RECORDS TO PROCESS:
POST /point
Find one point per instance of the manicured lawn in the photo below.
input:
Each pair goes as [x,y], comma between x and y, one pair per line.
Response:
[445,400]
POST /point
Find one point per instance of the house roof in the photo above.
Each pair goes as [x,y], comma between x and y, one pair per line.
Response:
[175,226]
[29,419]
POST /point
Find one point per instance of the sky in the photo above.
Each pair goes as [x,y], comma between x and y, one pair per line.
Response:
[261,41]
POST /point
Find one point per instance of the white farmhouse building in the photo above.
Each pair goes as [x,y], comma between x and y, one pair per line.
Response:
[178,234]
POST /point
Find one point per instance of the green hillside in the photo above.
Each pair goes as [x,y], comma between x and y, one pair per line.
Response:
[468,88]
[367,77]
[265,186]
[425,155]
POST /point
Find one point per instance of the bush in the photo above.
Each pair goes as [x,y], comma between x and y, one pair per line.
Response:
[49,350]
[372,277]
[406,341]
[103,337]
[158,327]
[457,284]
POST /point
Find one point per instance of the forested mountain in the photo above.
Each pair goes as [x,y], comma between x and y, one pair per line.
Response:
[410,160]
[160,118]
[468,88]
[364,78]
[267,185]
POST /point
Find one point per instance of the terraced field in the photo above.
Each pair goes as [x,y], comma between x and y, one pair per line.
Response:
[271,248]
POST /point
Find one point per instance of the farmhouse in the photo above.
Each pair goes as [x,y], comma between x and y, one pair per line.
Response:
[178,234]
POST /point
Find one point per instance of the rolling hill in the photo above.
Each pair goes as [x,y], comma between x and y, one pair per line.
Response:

DO THIS: Your task is to extract all of the records exactly.

WRITTEN ANSWER:
POST /point
Find one point per instance of the manicured lawn in the photo below.
input:
Each pair goes as [x,y], comma between x and y, one pair per line.
Response:
[445,400]
POST /point
Find one point per instance of the house roof in the photo above.
Each pair goes as [x,y], comma between x and y, one pair per line.
Response:
[175,226]
[29,419]
POST /point
Find one point per instance of the sky in the photo above.
Each pair goes as [x,y], comma between x and y, one pair per line.
Response:
[261,41]
POST /point
Find one point per instance of the white farmhouse building in the photo above.
Each pair goes as [x,y], comma between x and y, one pair per line.
Response:
[178,234]
POST /point
Find one point per instance of the green hillside in the photo above.
Each pair goes as [x,y], comma between x and y, one pair per line.
Response:
[468,88]
[367,77]
[265,186]
[425,155]
POST /point
Find one point per instance of the bush in the photo above.
Each pair goes as [x,y], comma between x and y, one pair per line.
Response:
[49,350]
[372,277]
[406,341]
[103,337]
[158,327]
[457,284]
POST /point
Find one point per instance of the forested mountain in the photo above.
Each pair goes as [x,y], comma between x and y, one pair per line.
Response:
[410,160]
[160,118]
[468,88]
[364,78]
[267,185]
POST /point
Find one point per instance of the terraced field in the photo above.
Each pair goes as [x,y], comma between x and y, one pair per line.
Response:
[271,248]
POST /point
Find one point per instance of the farmhouse in the photo above.
Each pair goes as [x,y], comma between x and y, one pair per line.
Response:
[178,234]
POST /point
Find one point per instance of the rolling hill in the photo above.
Each pair goes as [x,y], comma between x and y, one pair per line.
Response:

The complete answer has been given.